■ Página ■
********

(Long Wei/Getty Images)
Bloomberg
Publicado em 19 de maio de 2022 às 05h56.
Durante anos, o Grupo Alibaba teve uma chance legítima de se tornar a Amazon da China, um gigante do comércio eletrônico capaz de utilizar dados de anos de relacionamentos com clientes, além de realizar proezas tecnológicas, para dominar amplas áreas do cenário da internet. A avaliação de mercado da varejista chinesa subiu para mais de 850 bilhões de dólares em 2020, à medida que expandia negócios e diminuía a distância com a rival americana.
A repressão de Pequim ao setor privado fez cair por terra a estratégia. A principal operação de comércio eletrônico do Alibaba está sob o cerco dos reguladores. O braço financeiro do Alibaba foi forçado a recuar algumas de suas iniciativas mais lucrativas. Mas nada pode ilustrar melhor a mudança de sorte da varejista do que os problemas da operação de computação em nuvem, a Aliyun, também chamada de AliCloud. (A tradução de yun é “nuvem”.)
A computação em nuvem é uma parte vital da fórmula da Amazon, com a operação Amazon Web Services (AWS) gerando um volume de recursos financeiros capaz de subsidiar o negócio de comércio eletrônico e financiar novas iniciativas que podem não dar retornos por anos. No quarto trimestre de 2021, a AWS respondeu por 100% do lucro operacional da empresa. O Alibaba imaginou seu negócio de nuvem desempenhando a mesma função, identificando-o como “um dos pilares estratégicos” da empresa. O CEO, Daniel Zhang, disse uma vez que esse poderia vir a se tornar “o principal negócio do Alibaba”. Ele afirmou a analistas numa teleconferência de resultados em fevereiro que o mercado de nuvem da China viraria “uma oportunidade de trilhões de yuans” até 2025.
Mas Pequim descarrilou os ambiciosos planos do Alibaba, sugerindo que o gigante de tecnologia da China poderia nunca alcançar o sucesso no mesmo nível da Amazon. Nos últimos anos, o Partido Comunista tem concentrado esforços no uso e na segurança dos dados digitais. Recentemente, declarou que dados são um fator crítico, tornando a defesa deles uma prioridade para o governo. A designação, também aplicada a negócios em imóveis e em combustíveis, exige de empresas e agências governamentais a proteção das informações geradas em suas operações por uma questão de segurança nacional. Uma ampla faixa de instituições chinesas, incluindo bancos e prefeituras, reagiu aproximando-se de plataformas de nuvem apoiadas pelo Estado chinês no lugar das opções de nuvem fornecidas por empresas privadas, como o Alibaba.

********

■ Conteúdo dos dados ■
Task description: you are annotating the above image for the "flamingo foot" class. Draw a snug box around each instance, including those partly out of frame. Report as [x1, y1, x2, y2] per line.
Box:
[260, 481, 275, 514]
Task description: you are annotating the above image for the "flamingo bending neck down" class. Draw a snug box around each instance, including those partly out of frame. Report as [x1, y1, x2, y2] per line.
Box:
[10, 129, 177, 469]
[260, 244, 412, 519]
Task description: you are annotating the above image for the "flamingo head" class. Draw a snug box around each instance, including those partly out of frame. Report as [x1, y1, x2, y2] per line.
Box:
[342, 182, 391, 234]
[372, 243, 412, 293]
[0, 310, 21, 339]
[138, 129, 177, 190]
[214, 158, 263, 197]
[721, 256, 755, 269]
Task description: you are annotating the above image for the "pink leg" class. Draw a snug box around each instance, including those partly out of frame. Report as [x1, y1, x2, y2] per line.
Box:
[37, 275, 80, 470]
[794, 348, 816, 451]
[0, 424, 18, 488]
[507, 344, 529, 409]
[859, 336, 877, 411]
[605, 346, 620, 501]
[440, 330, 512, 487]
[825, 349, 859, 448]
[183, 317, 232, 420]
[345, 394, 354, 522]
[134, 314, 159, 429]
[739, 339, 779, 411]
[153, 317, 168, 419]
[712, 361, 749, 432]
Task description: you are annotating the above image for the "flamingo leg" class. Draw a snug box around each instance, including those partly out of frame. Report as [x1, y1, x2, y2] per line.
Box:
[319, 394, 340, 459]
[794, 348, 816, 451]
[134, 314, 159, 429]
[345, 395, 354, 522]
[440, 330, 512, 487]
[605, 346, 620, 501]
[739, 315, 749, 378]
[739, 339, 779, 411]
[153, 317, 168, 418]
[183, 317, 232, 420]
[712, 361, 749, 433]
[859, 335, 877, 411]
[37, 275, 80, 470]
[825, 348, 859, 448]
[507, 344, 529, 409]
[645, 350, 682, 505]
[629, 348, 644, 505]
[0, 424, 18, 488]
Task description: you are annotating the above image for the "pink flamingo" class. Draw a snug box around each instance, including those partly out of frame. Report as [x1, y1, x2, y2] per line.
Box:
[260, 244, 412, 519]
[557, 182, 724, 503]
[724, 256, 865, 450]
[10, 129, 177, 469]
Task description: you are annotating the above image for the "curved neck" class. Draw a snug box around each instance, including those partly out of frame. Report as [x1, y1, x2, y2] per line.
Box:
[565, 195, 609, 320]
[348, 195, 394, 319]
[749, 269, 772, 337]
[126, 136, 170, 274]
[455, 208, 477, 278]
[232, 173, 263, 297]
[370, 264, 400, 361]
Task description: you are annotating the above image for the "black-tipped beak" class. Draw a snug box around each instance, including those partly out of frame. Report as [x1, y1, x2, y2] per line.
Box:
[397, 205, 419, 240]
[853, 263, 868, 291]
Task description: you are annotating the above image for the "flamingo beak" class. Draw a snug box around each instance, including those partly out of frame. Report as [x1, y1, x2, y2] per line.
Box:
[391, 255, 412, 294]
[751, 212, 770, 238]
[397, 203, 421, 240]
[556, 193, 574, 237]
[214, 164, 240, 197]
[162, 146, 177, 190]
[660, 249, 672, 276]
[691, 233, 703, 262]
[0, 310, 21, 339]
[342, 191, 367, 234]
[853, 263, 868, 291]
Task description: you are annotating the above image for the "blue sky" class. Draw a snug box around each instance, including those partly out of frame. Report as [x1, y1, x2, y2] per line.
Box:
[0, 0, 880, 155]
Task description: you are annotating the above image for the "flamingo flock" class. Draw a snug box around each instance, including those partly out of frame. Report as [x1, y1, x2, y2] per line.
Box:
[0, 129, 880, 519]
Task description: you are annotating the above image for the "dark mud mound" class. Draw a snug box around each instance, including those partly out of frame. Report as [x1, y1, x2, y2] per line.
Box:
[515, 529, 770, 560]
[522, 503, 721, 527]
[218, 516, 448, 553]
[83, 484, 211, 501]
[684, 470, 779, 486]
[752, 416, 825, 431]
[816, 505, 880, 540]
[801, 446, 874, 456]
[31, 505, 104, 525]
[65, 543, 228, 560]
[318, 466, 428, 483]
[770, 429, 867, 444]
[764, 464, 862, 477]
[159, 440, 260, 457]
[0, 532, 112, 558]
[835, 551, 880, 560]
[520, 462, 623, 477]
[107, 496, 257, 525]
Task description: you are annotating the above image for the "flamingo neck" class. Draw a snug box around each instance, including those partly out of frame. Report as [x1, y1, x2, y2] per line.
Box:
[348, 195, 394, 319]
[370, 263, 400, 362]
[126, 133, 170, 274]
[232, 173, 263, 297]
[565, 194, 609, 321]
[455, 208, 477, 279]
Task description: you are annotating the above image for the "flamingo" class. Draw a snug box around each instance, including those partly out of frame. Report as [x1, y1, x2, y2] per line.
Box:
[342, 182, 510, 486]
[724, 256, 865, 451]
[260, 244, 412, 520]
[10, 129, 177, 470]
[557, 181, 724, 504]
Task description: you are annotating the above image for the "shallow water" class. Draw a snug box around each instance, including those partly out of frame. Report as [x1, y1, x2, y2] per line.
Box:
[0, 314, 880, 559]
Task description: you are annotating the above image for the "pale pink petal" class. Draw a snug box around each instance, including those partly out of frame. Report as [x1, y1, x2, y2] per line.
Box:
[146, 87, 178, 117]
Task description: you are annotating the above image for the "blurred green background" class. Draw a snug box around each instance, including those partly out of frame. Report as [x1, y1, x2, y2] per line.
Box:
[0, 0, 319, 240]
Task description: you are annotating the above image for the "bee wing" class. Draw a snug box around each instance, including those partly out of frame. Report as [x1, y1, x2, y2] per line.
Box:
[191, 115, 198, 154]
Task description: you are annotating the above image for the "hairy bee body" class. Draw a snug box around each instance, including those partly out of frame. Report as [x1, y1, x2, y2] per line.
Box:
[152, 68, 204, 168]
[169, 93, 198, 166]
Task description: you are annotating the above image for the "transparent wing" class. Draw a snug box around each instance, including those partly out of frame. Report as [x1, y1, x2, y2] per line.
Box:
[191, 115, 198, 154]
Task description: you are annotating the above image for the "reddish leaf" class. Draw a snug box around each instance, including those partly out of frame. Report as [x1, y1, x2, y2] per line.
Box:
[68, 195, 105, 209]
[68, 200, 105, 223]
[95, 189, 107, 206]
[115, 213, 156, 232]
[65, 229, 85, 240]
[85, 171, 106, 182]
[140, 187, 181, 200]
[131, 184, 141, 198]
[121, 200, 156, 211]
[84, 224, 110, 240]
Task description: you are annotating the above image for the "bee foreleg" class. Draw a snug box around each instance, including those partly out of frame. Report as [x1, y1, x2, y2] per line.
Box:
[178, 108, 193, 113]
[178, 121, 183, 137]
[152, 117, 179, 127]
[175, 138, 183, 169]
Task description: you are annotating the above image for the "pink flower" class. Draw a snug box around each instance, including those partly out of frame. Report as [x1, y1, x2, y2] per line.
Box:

********

■ Problema proposto ■
Pode reproduzir o trecho do texto sobre o Alibaba entre "Durante anos, o" e "a rival americana.", inclusive, trocando "gigante" por "colosso"?

■ Tarefa concluída ■
Durante anos, o Grupo Alibaba teve uma chance legítima de se tornar a Amazon da China, um colosso do comércio eletrônico capaz de utilizar dados de anos de relacionamentos com clientes, além de realizar proezas tecnológicas, para dominar amplas áreas do cenário da internet. A avaliação de mercado da varejista chinesa subiu para mais de 850 bilhões de dólares em 2020, à medida que expandia negócios e diminuía a distância com a rival americana.